━━ Exercise materials ━━

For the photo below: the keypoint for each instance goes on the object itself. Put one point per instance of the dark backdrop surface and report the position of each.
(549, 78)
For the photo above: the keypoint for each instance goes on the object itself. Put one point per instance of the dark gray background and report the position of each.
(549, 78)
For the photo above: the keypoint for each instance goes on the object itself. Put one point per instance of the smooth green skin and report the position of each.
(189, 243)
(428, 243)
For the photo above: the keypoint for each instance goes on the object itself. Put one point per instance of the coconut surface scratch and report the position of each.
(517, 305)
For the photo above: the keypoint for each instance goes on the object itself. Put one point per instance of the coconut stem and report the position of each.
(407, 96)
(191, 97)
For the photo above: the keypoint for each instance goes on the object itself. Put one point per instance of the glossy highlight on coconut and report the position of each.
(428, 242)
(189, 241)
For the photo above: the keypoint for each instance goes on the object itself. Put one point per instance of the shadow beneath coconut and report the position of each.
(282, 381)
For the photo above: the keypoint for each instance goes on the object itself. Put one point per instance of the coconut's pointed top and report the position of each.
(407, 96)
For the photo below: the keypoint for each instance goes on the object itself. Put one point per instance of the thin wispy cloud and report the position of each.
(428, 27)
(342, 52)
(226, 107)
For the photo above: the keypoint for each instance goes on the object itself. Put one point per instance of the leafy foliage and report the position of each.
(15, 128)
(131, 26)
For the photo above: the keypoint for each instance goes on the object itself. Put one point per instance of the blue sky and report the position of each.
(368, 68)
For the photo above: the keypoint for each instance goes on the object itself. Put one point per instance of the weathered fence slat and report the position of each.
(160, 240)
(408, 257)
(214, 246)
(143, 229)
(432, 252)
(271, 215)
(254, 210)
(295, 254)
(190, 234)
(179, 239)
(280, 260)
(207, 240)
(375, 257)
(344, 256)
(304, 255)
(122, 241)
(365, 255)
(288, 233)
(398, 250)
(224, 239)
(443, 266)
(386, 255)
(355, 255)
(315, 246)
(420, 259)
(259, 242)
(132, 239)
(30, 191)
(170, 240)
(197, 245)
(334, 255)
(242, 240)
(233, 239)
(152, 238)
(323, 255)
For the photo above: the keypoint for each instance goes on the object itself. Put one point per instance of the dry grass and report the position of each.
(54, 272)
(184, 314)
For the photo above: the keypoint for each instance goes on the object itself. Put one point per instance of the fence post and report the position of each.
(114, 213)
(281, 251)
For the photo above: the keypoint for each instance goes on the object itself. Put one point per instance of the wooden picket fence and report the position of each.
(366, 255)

━━━

▶ _Exercise description_
Copy every record exactly, with nothing added or dropped.

▶ _Exercise result_
For the photo below: the keypoint for each instance goes on the object itself. Put one point per instance of the dark backdrop surface and report the position of each.
(549, 78)
For the photo above: the keypoint for each instance goes on the object itself. Put one point per instance of the dark gray background and report the position of each.
(549, 78)
For the photo above: the keypoint for each instance goes on the object itself. Put one point per instance of the smooth green skin and report the position of each.
(189, 243)
(428, 243)
For the photo above: the keypoint for each instance goes on the object itself. Put one point per instance of the coconut surface scratch and report the position of each.
(517, 305)
For the photo above: the keypoint for each instance goes on the object itself. Put one point per instance of the coconut stem and report the position of each.
(407, 96)
(191, 97)
For the photo above: the keypoint for each instance goes on the object itself. Put one point per instance of the glossy highlight on coconut and report the position of each.
(428, 242)
(189, 241)
For the photo above: the keypoint for each instance goes on the object itself. Put one point per instance of the shadow beneath coconut and report the position of each.
(282, 381)
For the photo above: the keypoint for each instance goes on the object itself. Put one point per instance of the coconut's pointed top and report the position of each.
(407, 96)
For the photo below: the keypoint for each instance goes on the object itself. Put one point per instance of the thin wispy cloud and report the position of each.
(428, 27)
(342, 52)
(226, 107)
For the photo above: the keypoint for each instance goes on the object itself. Put one point per instance of the leafy foliage and report the position of each.
(15, 128)
(131, 26)
For the photo above: the keypoint for each instance goes on the object itself. Put one point per instance of the blue sky and report the position of each.
(368, 68)
For the photo above: the keypoint for each instance goes on the object itself. Put one point per instance of the weathered fence slat and report the position of each.
(160, 240)
(408, 257)
(214, 246)
(143, 229)
(432, 252)
(271, 215)
(254, 210)
(295, 254)
(190, 234)
(179, 239)
(280, 260)
(207, 240)
(375, 257)
(344, 256)
(304, 255)
(122, 241)
(365, 255)
(288, 233)
(398, 250)
(224, 239)
(443, 266)
(386, 255)
(355, 255)
(315, 246)
(420, 259)
(259, 242)
(132, 239)
(30, 191)
(170, 240)
(197, 245)
(334, 255)
(242, 240)
(233, 239)
(152, 238)
(323, 255)
For the photo above: the keypoint for each instance goes on the object itself. Put one point per instance of the dry grass and report the position of each.
(54, 272)
(184, 314)
For the photo above: the keypoint for each instance goes on the object itself. Put one point per instance of the fence post and report the position of each.
(114, 213)
(281, 251)
For the photo above: the keypoint for each instance goes on the object itself. Put one point per instance of the wooden picket fence and report the position of each.
(366, 255)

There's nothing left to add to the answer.